== WRITTEN INSTRUCTION ==
Please rewrite all the records below, putting "very grateful" in place of every "much obliged" and changing nothing else. Leave the pictures out of your answer.

────

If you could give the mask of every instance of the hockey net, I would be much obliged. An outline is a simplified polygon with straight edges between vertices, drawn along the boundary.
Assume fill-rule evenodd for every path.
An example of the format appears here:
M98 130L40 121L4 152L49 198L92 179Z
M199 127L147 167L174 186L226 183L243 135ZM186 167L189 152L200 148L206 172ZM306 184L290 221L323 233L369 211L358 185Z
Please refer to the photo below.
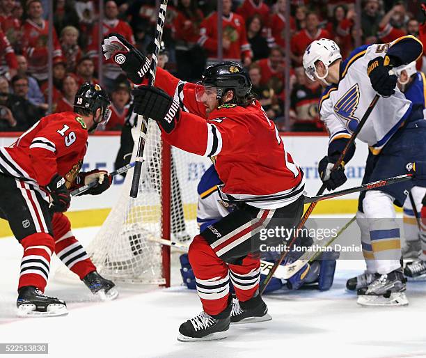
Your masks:
M137 144L135 141L132 161ZM138 197L129 195L132 169L86 248L97 271L117 282L170 286L170 248L150 239L180 241L196 233L196 186L208 165L205 158L162 143L157 125L150 122Z

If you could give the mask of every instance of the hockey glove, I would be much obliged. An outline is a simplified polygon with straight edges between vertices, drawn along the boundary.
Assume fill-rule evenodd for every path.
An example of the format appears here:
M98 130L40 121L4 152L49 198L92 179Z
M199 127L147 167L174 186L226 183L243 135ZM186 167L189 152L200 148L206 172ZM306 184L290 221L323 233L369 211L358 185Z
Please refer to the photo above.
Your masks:
M97 184L86 192L83 192L81 195L90 194L90 195L99 195L111 187L112 177L108 175L106 171L93 169L86 173L80 173L76 178L77 187L87 185L92 182L96 181Z
M334 190L347 180L345 175L345 166L340 165L337 169L331 170L334 166L334 162L332 158L330 159L326 155L318 164L320 178L328 190Z
M151 62L119 33L111 33L102 41L102 54L117 63L134 84L141 84Z
M71 196L70 192L65 187L65 180L59 174L55 174L46 185L46 189L52 198L50 208L54 212L63 212L70 208Z
M133 111L155 120L166 133L171 133L180 116L179 102L155 87L141 86L132 92Z
M383 97L389 97L395 93L397 77L395 75L389 75L392 68L388 56L376 57L368 63L367 75L373 89Z

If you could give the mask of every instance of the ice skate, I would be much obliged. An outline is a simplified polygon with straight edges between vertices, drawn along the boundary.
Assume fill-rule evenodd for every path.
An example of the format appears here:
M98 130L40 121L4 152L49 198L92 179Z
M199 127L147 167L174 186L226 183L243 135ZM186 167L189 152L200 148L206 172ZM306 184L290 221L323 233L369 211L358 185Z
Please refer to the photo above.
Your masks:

────

== EXERCISE RESPONSE ==
If you could give the mask of every instance of the hockey net, I would be very grateful. An outline is a simplified polygon with straight edges between vertices, drawn along the boundary.
Assume fill-rule evenodd for every path.
An example of the format appears here:
M98 130L40 121L4 152L49 198L92 179Z
M199 127L147 167L174 186L226 183L243 135ZM186 167L189 152L200 148L206 172ZM306 184L290 221L323 233L369 211L358 185Z
Please refer to the photo below.
Your masks:
M137 144L135 141L132 161ZM138 197L129 195L132 169L86 248L97 271L117 282L170 286L170 248L150 239L180 241L196 233L196 186L208 165L205 158L162 143L157 125L150 122Z

If you could give the mask of every instance of the hockey glove, I would be very grateful. An outline is a simplified polygon with straight edges between vertices, drawn along the boundary.
Assume fill-rule evenodd for every path.
An example of the format appears here:
M98 130L40 121L4 152L49 198L92 179Z
M199 127L147 167L174 186L226 183L243 135ZM186 167L189 152L200 148L206 172ZM306 184L290 221L323 233L369 211L358 185Z
Please refer to the photo above.
Your masks:
M97 184L86 192L83 192L81 195L90 194L90 195L99 195L111 187L112 177L108 175L106 171L93 169L86 173L80 173L76 178L77 187L87 185L92 182L96 181Z
M334 190L347 180L345 175L345 166L340 165L337 169L331 170L334 166L334 162L332 158L330 159L326 155L318 164L320 178L328 190Z
M151 62L119 33L111 33L102 41L102 54L117 63L134 84L141 84Z
M71 196L70 192L65 187L65 180L59 174L55 174L46 185L46 189L52 198L50 208L54 212L63 212L70 208Z
M133 111L155 120L166 133L171 133L180 116L179 102L155 87L141 86L132 92Z
M383 97L389 97L395 93L397 77L395 75L389 75L392 68L388 56L376 57L368 63L367 75L373 89Z

If you could give the mask of every instance of the ice skate, I would be very grateful. An outline is a simplified polygon with straight edges between vertices, drawn along the boundary.
Assume fill-rule evenodd for every path.
An example of the format appears here:
M98 130L40 121L4 152L49 198L92 179Z
M199 127L147 167L174 186L226 183L243 135ZM186 167L189 152L200 148L206 172ZM306 184L290 221L323 233L369 211L358 185Z
Please refer to the photo above.
Your masks:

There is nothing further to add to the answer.